▶ **What the task asks**:
Please reproduce the part of the listing that opens with the line containing "segment --target nc" and closes at the end of the listing, replacing "armpit" with "shoulder" and leaving everything else unchanged.

▶ **Information provided**:
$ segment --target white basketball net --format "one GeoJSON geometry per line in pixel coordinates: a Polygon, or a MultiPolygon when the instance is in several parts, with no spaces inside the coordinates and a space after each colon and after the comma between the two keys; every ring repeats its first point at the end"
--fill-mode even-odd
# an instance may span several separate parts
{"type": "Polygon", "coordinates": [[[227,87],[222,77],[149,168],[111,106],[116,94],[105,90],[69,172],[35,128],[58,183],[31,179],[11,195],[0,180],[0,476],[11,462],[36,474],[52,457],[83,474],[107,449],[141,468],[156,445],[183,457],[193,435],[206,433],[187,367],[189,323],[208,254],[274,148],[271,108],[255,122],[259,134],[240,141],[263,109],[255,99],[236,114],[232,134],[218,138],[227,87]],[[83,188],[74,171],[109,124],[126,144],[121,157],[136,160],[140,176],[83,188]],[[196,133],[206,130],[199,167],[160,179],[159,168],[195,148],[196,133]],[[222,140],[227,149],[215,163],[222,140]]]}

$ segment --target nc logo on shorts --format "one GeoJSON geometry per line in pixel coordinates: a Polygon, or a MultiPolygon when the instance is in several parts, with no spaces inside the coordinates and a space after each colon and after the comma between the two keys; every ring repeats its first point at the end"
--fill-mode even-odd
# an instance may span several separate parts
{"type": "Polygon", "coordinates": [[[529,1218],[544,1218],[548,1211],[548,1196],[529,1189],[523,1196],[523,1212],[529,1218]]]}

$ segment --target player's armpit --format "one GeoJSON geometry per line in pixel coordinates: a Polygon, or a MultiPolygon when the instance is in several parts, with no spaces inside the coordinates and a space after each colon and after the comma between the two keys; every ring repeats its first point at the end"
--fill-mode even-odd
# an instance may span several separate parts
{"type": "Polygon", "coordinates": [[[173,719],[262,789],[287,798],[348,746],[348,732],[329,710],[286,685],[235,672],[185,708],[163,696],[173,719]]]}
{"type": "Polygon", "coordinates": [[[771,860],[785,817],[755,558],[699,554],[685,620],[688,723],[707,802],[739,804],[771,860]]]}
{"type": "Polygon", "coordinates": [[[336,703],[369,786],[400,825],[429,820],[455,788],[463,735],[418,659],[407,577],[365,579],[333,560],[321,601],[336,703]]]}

▶ **Solved exercise**:
$ segment --target nc logo on shorts --format "one GeoJSON geometry per line in pixel coordinates: a Polygon, or a MultiPolygon when the instance is in several parts, with no spaces inside the coordinates and a space after each colon and after the comma between the two keys; every ring repeats its first point at the end"
--fill-mode even-odd
# an instance may span several separate parts
{"type": "Polygon", "coordinates": [[[529,1218],[544,1218],[548,1211],[548,1196],[529,1189],[523,1196],[523,1212],[529,1218]]]}

$ segment --target player's shoulder --format "one GeoJSON geometry per line in pixel coordinates: a Polygon, or a MultiPolygon when the instance is in several parts, with no spaces inside the coordinates and a space after each colon and after the comma between the two keys; every ring repeats its first point at the end"
--fill-mode even-odd
# an instance may span several separate parts
{"type": "Polygon", "coordinates": [[[173,719],[262,789],[287,798],[348,746],[348,732],[329,710],[286,685],[235,672],[185,708],[163,696],[173,719]]]}
{"type": "Polygon", "coordinates": [[[771,860],[785,817],[755,558],[699,554],[685,620],[688,723],[707,802],[739,804],[771,860]]]}
{"type": "Polygon", "coordinates": [[[336,703],[369,786],[400,825],[429,820],[455,788],[463,735],[418,659],[407,577],[365,579],[333,560],[321,601],[336,703]]]}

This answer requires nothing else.